# start of Document segment

The burgeoning auteur then sold his next script to Walt Disney Studios. Based loosely on one of his pet lions, Major, whom Raffill used to walk down Hollywood Boulevard on a chain to try and drum-up business, Disney turned this into Napoleon and Samantha (1972), starring Jodi Foster, Johnny Whitaker, Michael Douglas and Zamba the lion. More family fare followed when Raffill wrote and directed The Adventures of the Wilderness Family (1975) and The Sea Gypsies (1978). He would also lend part of his private zoo to Noel Marshall and Tippi Hedren for the totally bonkers Roar (1981), where a family shares a house with dozens and dozens of big cats. Mayhem and ah-lot of stitches ensue.

Raffill then stretched his legs a bit with High Risk (1981), an overlooked gem of a heist film, where a group of laid-off auto-workers pool their unemployment for some Soldier of Fortune shenanigans south of the border that, I think, culminates with the best 'oh shit' stinger since The Taking of Pelham One Two Three (1974). I cannot recommend this one hard enough, fellow programs. A stellar cast with James Brolin, Bruce Davison, Cleavon Little and Chick Vennera as the in over-their-heads crew, James Coburn as the Colombian drug czar, Ernest Borgnine as the gun runner, Anthony Quinn as a hypochondriac bandit general, and Lindsay Wagner hysterically playing way-off type as a fellow prisoner busted for pot possession.

# end of Document segment

- Required actions:
1. From the passage on Raffill's films, copy verbatim the part that opens with the words containing "The burgeoning auteur" and closes with "of stitches ensue.".
2. Summarize the passage on Raffill's films in two sentences.

# start of Supplied material

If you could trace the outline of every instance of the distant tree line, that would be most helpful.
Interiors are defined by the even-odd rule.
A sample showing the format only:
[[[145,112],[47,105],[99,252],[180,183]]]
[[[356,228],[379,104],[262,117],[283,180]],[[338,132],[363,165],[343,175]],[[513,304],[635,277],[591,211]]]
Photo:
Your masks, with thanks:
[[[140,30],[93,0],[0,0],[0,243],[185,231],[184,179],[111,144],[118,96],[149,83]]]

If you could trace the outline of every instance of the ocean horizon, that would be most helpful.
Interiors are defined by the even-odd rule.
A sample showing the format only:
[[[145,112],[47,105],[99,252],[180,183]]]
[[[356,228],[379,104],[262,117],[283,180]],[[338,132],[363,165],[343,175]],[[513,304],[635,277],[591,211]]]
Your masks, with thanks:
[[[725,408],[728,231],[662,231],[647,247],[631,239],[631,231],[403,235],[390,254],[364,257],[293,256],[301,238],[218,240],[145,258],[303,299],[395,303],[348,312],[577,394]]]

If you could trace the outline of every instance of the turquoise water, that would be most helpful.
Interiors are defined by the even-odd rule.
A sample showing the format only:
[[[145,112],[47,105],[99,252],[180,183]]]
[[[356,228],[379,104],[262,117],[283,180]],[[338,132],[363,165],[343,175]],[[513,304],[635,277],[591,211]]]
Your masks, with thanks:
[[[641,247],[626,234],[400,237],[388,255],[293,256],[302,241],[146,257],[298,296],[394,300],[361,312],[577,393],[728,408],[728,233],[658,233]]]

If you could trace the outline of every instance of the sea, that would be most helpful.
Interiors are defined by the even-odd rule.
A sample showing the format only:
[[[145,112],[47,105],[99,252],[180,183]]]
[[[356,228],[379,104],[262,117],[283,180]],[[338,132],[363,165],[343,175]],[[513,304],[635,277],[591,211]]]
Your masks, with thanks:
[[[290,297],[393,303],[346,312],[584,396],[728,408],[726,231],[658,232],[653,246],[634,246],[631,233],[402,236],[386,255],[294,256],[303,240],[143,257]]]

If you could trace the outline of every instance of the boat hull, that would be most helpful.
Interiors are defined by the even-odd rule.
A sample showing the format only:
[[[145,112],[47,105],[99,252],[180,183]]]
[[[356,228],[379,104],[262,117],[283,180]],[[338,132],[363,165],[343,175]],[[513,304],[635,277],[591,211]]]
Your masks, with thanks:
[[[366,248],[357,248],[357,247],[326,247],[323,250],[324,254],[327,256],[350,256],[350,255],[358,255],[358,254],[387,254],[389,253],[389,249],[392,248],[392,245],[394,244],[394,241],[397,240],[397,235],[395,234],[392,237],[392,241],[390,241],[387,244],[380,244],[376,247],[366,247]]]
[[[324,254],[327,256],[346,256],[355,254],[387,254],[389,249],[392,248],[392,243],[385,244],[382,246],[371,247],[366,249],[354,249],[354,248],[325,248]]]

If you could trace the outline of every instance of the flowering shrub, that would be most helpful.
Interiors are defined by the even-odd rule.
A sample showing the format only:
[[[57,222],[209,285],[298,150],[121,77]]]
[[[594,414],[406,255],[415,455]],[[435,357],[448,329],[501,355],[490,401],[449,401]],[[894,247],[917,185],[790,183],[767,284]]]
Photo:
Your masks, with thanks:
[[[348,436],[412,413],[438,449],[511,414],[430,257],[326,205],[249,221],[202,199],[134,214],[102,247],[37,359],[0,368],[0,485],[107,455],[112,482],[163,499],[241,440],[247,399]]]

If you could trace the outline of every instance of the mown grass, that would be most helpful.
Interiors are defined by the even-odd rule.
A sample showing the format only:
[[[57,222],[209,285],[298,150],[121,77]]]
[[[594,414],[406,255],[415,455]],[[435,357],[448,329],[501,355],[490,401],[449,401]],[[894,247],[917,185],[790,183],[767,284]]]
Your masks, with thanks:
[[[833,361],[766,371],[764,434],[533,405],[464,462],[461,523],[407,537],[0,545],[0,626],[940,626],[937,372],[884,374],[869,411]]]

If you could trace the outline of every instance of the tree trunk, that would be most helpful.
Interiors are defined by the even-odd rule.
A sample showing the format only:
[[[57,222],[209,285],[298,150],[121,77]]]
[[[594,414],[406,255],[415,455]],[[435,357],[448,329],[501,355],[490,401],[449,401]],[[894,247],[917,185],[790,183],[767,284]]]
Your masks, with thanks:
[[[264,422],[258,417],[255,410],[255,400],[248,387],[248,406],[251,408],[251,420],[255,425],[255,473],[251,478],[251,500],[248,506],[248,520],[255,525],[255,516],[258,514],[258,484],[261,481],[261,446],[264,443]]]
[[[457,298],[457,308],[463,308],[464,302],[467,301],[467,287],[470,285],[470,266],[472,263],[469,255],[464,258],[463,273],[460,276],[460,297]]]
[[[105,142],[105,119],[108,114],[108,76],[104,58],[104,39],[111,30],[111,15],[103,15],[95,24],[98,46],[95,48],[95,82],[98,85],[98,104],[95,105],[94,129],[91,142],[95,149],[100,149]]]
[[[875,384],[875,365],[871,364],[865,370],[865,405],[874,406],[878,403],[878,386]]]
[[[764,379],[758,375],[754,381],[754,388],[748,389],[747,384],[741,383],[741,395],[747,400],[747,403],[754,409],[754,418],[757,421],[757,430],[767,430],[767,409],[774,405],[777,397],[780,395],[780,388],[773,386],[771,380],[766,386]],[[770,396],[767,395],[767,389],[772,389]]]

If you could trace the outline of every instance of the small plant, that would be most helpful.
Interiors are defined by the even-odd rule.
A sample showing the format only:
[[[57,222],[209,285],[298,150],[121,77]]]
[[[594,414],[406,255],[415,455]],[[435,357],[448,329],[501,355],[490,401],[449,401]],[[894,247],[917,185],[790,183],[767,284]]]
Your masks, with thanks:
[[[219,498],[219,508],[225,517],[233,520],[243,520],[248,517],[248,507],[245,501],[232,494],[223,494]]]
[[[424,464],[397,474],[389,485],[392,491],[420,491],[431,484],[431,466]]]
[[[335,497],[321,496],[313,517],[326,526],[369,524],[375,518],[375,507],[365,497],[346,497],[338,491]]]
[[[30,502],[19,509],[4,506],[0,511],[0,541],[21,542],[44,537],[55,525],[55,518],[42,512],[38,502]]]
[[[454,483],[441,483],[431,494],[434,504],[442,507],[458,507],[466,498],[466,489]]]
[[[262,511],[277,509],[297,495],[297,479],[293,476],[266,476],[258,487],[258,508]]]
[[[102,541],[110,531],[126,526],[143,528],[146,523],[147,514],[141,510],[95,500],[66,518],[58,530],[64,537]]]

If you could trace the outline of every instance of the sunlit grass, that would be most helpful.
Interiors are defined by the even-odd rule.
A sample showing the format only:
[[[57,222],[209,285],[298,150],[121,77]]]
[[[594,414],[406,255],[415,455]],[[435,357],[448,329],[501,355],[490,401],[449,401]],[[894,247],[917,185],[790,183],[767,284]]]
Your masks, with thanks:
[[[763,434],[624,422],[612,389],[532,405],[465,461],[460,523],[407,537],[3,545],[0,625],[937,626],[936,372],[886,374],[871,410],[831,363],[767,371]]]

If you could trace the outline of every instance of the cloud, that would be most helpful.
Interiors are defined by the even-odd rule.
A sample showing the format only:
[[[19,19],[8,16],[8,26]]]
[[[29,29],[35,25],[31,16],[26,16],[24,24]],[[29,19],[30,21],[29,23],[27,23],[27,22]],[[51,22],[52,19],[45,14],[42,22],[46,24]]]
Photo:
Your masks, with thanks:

# end of Supplied material

- Task results:
1.
The burgeoning auteur then sold his next script to Walt Disney Studios. Based loosely on one of his pet lions, Major, whom Raffill used to walk down Hollywood Boulevard on a chain to try and drum-up business, Disney turned this into Napoleon and Samantha (1972), starring Jodi Foster, Johnny Whitaker, Michael Douglas and Zamba the lion. More family fare followed when Raffill wrote and directed The Adventures of the Wilderness Family (1975) and The Sea Gypsies (1978). He would also lend part of his private zoo to Noel Marshall and Tippi Hedren for the totally bonkers Roar (1981), where a family shares a house with dozens and dozens of big cats. Mayhem and ah-lot of stitches ensue.

2. Raffill sold Walt Disney Studios a script loosely based on his pet lion Major, which became Napoleon and Samantha (1972). He then wrote and directed The Adventures of the Wilderness Family (1975) and The Sea Gypsies (1978), lent part of his private zoo for Roar (1981), and made High Risk (1981), an overlooked heist film about laid-off auto-workers with a stellar cast that included James Brolin, James Coburn, Ernest Borgnine and Anthony Quinn.